Document passage —
* * *

However, work over the last 10 years, much of it done by Strausfeld, has identified several cases of preserved brains in a variety of fossilized arthropods.
A common genetic ground plan for making a brain
In their new study, the authors not only identified the brain of Cardiodictyon but also compared it with those of known fossils and of living arthropods, including spiders and centipedes. Combining detailed anatomical studies of the lobopodian fossils with analyses of gene expression patterns in their living descendants, they conclude that a shared blueprint of brain organization has been maintained from the Cambrian until today.
"By comparing known gene expression patterns in living species," Hirth said, "we identified a common signature of all brains and how they are formed."
In Cardiodictyon, three brain domains are each associated with a characteristic pair of head appendages and with one of the three parts of the anterior digestive system.
"We realized that each brain domain and its corresponding features are specified by the same combination genes, irrespective of the species we looked at," added Hirth. "This suggested a common genetic ground plan for making a brain."

* * *

Task requirements —
1/ According to the passage on the Cardiodictyon fossil brain, on what basis did the authors conclude that a shared blueprint of brain organization has been maintained from the Cambrian until today? Answer in one to three sentences.
2/ Summarize the passage on the Cardiodictyon fossil brain in two sentences.
3/ Carry on the passage about the Cardiodictyon fossil brain from its final sentence.

[Dataset entries]
* * *

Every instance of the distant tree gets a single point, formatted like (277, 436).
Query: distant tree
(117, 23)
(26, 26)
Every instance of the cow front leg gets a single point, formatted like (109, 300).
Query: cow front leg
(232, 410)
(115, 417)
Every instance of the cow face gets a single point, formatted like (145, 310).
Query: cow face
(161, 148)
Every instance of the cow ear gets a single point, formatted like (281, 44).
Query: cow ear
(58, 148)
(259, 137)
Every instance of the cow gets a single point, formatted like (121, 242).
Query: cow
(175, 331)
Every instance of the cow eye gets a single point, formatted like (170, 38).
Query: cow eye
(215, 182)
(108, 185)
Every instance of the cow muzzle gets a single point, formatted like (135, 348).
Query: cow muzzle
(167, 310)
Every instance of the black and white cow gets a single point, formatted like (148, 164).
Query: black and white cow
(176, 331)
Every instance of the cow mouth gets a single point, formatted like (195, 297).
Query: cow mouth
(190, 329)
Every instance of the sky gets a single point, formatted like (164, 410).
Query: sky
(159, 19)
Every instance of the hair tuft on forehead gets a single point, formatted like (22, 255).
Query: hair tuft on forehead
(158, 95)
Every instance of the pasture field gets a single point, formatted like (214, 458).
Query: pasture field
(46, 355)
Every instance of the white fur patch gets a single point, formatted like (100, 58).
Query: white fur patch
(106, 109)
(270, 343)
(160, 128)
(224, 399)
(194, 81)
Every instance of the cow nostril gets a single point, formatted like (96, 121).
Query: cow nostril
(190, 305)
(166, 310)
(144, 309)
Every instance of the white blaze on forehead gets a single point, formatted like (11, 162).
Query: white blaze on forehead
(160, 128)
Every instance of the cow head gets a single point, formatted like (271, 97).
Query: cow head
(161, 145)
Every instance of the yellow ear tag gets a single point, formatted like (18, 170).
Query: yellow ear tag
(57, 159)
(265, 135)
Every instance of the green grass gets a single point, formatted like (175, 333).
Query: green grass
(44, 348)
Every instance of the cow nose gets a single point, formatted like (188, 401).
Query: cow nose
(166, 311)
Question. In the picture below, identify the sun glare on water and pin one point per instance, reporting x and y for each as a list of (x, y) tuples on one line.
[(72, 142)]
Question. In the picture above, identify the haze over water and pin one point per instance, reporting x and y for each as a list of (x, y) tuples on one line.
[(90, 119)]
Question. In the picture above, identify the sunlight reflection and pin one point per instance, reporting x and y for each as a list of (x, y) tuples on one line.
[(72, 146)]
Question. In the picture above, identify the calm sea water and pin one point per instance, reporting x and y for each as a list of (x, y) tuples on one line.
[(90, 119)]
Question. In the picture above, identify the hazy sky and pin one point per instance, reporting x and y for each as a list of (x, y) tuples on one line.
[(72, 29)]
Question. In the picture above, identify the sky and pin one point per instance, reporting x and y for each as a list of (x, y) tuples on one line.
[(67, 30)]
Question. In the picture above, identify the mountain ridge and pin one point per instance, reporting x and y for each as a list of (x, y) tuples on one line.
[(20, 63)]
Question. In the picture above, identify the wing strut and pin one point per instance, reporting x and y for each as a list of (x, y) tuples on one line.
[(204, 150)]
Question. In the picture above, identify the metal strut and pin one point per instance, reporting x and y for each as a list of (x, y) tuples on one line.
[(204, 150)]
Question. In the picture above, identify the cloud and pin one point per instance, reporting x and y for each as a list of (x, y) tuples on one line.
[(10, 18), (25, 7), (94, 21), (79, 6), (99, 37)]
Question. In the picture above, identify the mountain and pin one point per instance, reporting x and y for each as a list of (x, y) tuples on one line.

* * *

Task-by-task results —
1/ They combined detailed anatomical studies of the lobopodian fossils with analyses of gene expression patterns in the fossils' living descendants. They also compared the brain of Cardiodictyon with those of known fossils and of living arthropods, including spiders and centipedes.

2/ The authors identified the brain of Cardiodictyon, compared it with known fossils and living arthropods, and combined fossil anatomy with gene expression data from living descendants to conclude that a shared blueprint of brain organization has persisted since the Cambrian. In Cardiodictyon, three brain domains each pair with a characteristic pair of head appendages and one part of the anterior digestive system, and Hirth said that these domains are specified by the same genes across the species examined, suggesting a common genetic ground plan for making a brain.

3/
Lessons for vertebrate brain evolution
Hirth and Strausfeld say the principles described in their study probably apply to other creatures outside of arthropods and their immediate relatives. This has important implications when comparing the nervous system of arthropods with those of vertebrates, which show a similar distinct architecture in which the forebrain and midbrain are genetically and developmentally distinct from the spinal cord, they said.
Strausfeld said their findings also offer a message of continuity at a time when the planet is changing dramatically under the influence of climatic shifts.
"At a time when major geological and climatic events were reshaping the planet, simple marine animals such as Cardiodictyon gave rise to the world's most diverse group of organisms – the euarthropods – that eventually spread to every emergent habitat on Earth, but which are now being threatened by our own ephemeral species."
The paper, "The Lower Cambrian Lobopodian Cardiodictyon Resolves the Origin of Euarthropod Brains" was co-authored by Xianguang Hou at the Yunnan Key Laboratory for Paleontology in Yunnan University in Kunming, China, and Marcel Sayre, who has appointments at Lund University in Lund, Sweden, and at the Department of Biological Sciences at Macquarie University in Sydney.
Funding for this work was provided by the National Science Foundation, the University of Arizona Regents Fund, and the UK Biotechnology and Biological Sciences Research Council.